## Data supplied

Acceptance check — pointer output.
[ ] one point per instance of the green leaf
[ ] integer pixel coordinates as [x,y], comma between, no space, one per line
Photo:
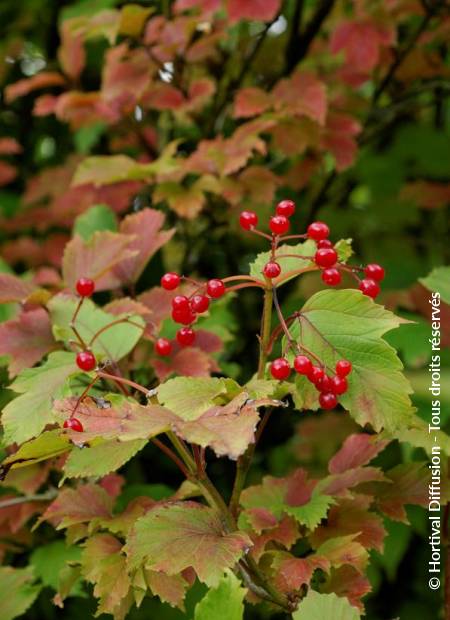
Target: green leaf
[190,397]
[49,560]
[113,344]
[347,324]
[27,415]
[17,593]
[46,446]
[308,248]
[317,606]
[98,217]
[439,280]
[102,458]
[225,602]
[177,535]
[312,513]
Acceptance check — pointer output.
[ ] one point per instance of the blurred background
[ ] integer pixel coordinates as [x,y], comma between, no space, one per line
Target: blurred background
[341,106]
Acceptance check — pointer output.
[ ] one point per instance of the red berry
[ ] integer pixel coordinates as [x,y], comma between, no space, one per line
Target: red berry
[374,272]
[185,317]
[328,400]
[163,347]
[302,364]
[248,220]
[324,384]
[170,281]
[272,270]
[200,303]
[285,207]
[279,224]
[315,374]
[74,424]
[215,288]
[339,385]
[325,257]
[185,336]
[332,277]
[280,369]
[181,302]
[85,360]
[318,231]
[343,368]
[369,287]
[85,287]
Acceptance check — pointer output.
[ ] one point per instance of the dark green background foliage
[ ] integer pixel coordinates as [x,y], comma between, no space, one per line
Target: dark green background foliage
[405,141]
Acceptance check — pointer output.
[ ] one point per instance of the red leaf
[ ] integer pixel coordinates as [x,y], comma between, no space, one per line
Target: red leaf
[144,245]
[251,101]
[13,289]
[26,339]
[357,450]
[38,81]
[263,10]
[302,94]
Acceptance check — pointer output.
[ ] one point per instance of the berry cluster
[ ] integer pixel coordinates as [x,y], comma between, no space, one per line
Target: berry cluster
[329,387]
[325,258]
[185,309]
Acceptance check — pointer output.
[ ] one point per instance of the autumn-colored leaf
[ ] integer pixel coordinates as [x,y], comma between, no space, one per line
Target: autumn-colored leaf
[144,246]
[177,535]
[26,339]
[264,10]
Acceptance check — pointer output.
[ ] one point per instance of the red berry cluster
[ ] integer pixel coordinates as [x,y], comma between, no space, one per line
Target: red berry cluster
[185,309]
[329,387]
[325,257]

## Exercise details
How many of the lines above contain the string "berry"? Reply with the number alone.

## The result
6